** Opening Reading text block **

Adeline Oliver: Aged 61, from Johannesburg
Position: Operating Theatre Nurse
Location: MSF-supported hospital in Lashkargah,
Helmand province, Afghanistan.
When I arrived in Helmand province in December 2011 it was extremely cold with frosty mornings. It’s spring now, which is beautiful, but some days are unbearably hot. I’ve been working for nearly six months, supervising nearly 20 nurses and 20 cleaning staff in the operating theatre, sterilisation department, intensive care unit and female in-patient department of Boost Hospital, which sits on the outskirts of Lashkargah.
My relationship with the Afghan staff I supervise is good. But the language barrier is still a challenge – particularly in the female inpatient department. Only the supervisor speaks very minimal English, so it can be difficult to get messages through. It is hard to find qualified, English-speaking staff, especially in an area like Helmand which is heavily affected by years of war. In the sterilisation team, most of the staff I oversee are illiterate, but they are very committed and a pleasure to work with. Together we have found creative ways of communicating by using drawings to get the point across.

** Closing Reading text block **
** Opening Information block **

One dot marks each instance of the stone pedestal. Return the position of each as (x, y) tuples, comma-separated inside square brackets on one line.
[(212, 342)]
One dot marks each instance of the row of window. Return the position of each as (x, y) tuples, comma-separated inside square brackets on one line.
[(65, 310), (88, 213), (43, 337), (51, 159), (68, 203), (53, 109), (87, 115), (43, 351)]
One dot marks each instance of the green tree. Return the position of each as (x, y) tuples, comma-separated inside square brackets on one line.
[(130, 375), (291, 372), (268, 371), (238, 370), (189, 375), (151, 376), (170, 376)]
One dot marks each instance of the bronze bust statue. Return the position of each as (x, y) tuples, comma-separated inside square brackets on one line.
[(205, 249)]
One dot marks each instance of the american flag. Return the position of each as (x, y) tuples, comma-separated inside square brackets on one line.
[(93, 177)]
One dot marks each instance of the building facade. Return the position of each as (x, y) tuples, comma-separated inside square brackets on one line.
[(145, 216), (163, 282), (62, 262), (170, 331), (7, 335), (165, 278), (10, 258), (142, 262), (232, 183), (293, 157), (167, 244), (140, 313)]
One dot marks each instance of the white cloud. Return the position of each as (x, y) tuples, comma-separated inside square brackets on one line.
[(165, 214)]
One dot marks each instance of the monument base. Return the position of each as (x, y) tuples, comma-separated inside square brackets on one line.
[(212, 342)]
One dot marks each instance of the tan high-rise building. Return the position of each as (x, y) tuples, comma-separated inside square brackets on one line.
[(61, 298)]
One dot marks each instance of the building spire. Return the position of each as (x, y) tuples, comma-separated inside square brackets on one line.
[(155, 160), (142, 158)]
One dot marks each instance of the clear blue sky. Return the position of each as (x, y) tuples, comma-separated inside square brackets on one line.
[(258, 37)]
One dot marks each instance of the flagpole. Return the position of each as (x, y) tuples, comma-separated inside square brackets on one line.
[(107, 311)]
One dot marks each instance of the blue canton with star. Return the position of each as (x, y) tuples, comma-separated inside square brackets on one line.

** Closing Information block **

▸ **Task requirements**
Reproduce the part of the Helmand hospital account above starting with "My relationship with" and going on through "the point across.", word for word.

▸ **Result of the task**
My relationship with the Afghan staff I supervise is good. But the language barrier is still a challenge – particularly in the female inpatient department. Only the supervisor speaks very minimal English, so it can be difficult to get messages through. It is hard to find qualified, English-speaking staff, especially in an area like Helmand which is heavily affected by years of war. In the sterilisation team, most of the staff I oversee are illiterate, but they are very committed and a pleasure to work with. Together we have found creative ways of communicating by using drawings to get the point across.